- [Texte extrait]:
────────────────────

Dans une chronique radiophonique récente, le journaliste Bernard Guetta relatait les réponses que lui avait fournies un haut responsable iranien quant aux buts de guerre poursuivis par son pays : « Le premier est que l’Iran, dit-il, veut la stabilité dans la région car son économie en a besoin. Le deuxième est que les Iraniens n’ont pas oublié leur absolue solitude dans la longue guerre que Saddam Hussein leur avait déclarée en 1980 et n’entendent en conséquence compter que sur eux-mêmes, autrement dit ne pas renoncer à leurs missiles à longue portée. Le troisième est que seuls les Européens pourraient empêcher Donald Trump de torpiller le compromis passé en 2015 sur la question nucléaire mais qu’ils ne semblent guère décidés à une épreuve de force avec Washington. Le quatrième est que non, dit-il, l’Iran ne crée pas de bases en Syrie à la frontière d’Israël mais épaule les Syriens, à leur demande, dans leurs propres bases. Quant au cinquième point, il est que la stabilité régionale ne pourrait être atteinte qu’au travers de négociations directes entre l’Arabie saoudite et l’Iran mais que les Saoudiens en refusent l’ouverture. »
Et le journaliste d’en tirer trois conclusions aussi logiques que peu rassurantes :
« Le compromis nucléaire est enterré car les Iraniens ne feront pas les concessions sur les missiles qui permettraient aux Européens d’empêcher les Américains de renier leur signature.
La tension avec Israël risque, en deuxième lieu, de s’aggraver car l’Iran s’installe bel et bien dans des bases, iraniennes ou pas, proches de la frontière israélienne.
La stabilisation du Proche-Orient n’est pas pour demain puisque les Saoudiens ne sont pas disposés à y reconnaître une zone d’influence iranienne. »
Même si certaines assertions se sont périmées depuis, l’essentiel est dit. On peut néanmoins comprendre l’inquiétude du front sunnite et des Israéliens. Jamais depuis l’Empire perse, les Iraniens n’ont disposé d’un tel impérium régional qui leur donne, de Beyrouth à Bagdad, via les communautés chiites, un droit de regard sur le devenir de l’ensemble de la région. Ils cogèrent la Syrie, dans une relation certes méfiante, mais militairement complémentaire avec les Russes.
La Chine, intéressée par le pétrole et le gaz, a fait de leur pays le point nodal de son futur réseau des routes de la soie.
Elle est déjà leur premier partenaire économique et pourrait constituer une alternative en cas d’embargo. Il faudra qu’à Qom la sainte comme à Téhéran la politique, on ait la sagesse de savoir gérer ce qui apparaît comme l’irrésistible ascension d’un empire.

────────────────────

- [Exercice écrit a]:
Reprenez les enregistrements situés entre la ligne contenant « sky using a bounding box. » et celle contenant « [0,0,980,1205] », ces deux lignes comprises, en gardant les consignes. Décalez de -47 chaque coordonnée des cadres donnés en réponse.

- [Données fournies]:
────────────────────

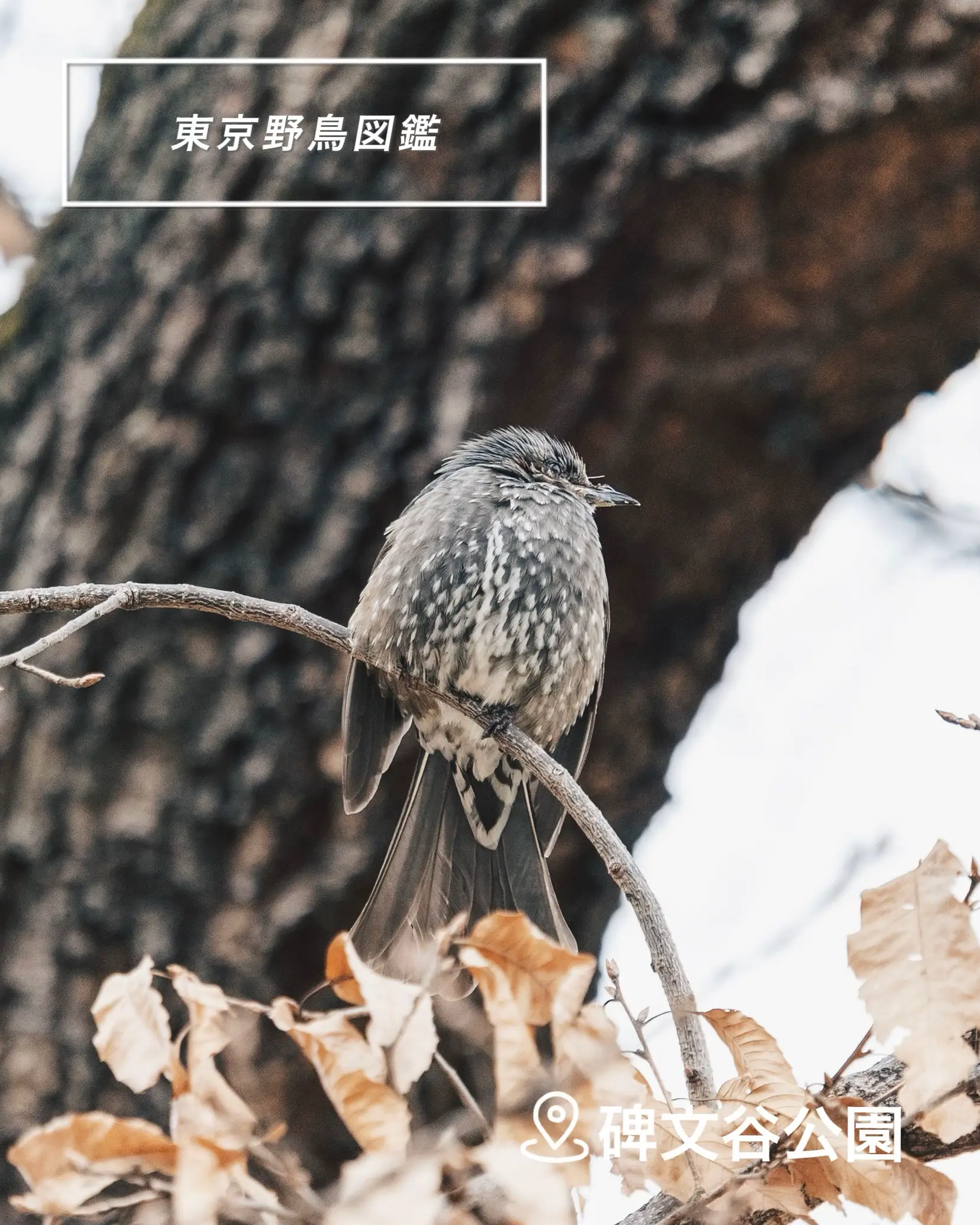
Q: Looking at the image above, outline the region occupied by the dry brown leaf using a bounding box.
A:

────────────────────

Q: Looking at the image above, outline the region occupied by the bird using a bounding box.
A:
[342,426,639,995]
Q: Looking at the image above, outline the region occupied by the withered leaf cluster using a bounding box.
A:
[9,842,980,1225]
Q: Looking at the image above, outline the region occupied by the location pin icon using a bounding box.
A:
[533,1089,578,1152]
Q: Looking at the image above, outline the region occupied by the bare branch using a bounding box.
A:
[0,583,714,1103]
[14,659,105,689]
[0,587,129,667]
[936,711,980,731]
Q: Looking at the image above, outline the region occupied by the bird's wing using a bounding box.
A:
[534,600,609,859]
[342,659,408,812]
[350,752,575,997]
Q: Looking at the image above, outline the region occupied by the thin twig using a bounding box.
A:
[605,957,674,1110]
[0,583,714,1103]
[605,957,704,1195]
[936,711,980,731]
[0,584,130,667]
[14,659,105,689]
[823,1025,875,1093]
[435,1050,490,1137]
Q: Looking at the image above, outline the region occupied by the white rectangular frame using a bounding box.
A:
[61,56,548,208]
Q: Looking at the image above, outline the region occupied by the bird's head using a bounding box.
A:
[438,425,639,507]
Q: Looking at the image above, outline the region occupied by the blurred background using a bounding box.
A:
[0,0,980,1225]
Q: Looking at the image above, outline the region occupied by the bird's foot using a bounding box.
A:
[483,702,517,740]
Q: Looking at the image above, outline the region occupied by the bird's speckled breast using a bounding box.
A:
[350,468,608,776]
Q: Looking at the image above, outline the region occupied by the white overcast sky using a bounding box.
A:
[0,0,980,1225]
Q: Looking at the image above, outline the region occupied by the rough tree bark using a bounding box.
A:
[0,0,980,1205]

────────────────────

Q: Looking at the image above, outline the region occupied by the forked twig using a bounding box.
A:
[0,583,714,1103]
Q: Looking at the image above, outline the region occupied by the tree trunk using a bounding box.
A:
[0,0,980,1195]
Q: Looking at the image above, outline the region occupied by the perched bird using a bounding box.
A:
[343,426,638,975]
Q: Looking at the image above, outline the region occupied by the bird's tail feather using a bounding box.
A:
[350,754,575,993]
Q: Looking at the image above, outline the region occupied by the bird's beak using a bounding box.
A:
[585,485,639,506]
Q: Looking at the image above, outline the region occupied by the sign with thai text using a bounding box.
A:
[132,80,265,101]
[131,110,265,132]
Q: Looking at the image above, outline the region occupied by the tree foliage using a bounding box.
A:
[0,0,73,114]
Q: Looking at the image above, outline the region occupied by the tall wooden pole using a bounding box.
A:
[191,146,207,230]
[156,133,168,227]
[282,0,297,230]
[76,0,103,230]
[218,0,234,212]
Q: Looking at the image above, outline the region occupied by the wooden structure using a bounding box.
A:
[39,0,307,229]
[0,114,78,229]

────────────────────

- [Exercice écrit b]:
D'après le texte, en quelle année Saddam Hussein a-t-il déclaré la guerre à l'Iran ?

- [Corrigé détaillé a]:
Q: Looking at the image above, outline the region occupied by the white overcast sky using a bounding box.
A:
[-47,-47,933,1178]
Q: Looking at the image above, outline the region occupied by the rough tree bark using a bounding box.
A:
[-47,-47,933,1158]

- [Corrigé détaillé b]:
En 1980.